Data records:
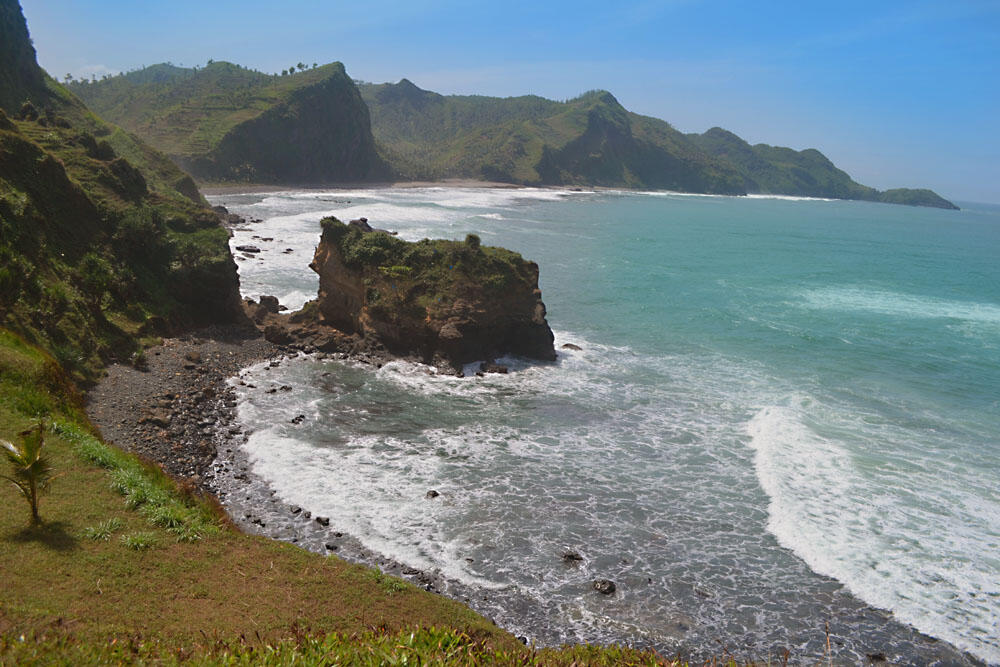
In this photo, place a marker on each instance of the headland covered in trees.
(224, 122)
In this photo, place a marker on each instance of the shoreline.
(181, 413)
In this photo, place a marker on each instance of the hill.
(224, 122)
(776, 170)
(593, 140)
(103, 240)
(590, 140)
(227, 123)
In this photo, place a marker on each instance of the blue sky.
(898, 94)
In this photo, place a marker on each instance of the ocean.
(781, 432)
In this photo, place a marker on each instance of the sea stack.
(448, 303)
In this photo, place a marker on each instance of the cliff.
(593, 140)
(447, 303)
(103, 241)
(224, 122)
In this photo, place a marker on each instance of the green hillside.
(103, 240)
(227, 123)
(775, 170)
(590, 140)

## Work instructions
Copy out every line of the items above, requests included, adding 120 to each number in the point coordinates given as answers. Leave the pictures out.

## Worked solution
In this photo, place a marker on each instance of the headland covered in trees.
(344, 242)
In this photo, place a marker on each instance of the shoreline.
(301, 533)
In this photo, place a marker on each instance of the hill.
(344, 242)
(896, 290)
(713, 260)
(223, 360)
(710, 260)
(347, 243)
In this photo, place a marker on each instance of the blue sky.
(1018, 214)
In this photo, place a marker on each instance of the ocean.
(901, 552)
In this photo, place a marker on each instance of the sea stack.
(568, 423)
In this photo, place a marker on each instance of the cliff.
(713, 260)
(567, 423)
(223, 361)
(344, 242)
In this photo, place a marker on each instance of the green hillside.
(223, 360)
(347, 243)
(895, 290)
(710, 260)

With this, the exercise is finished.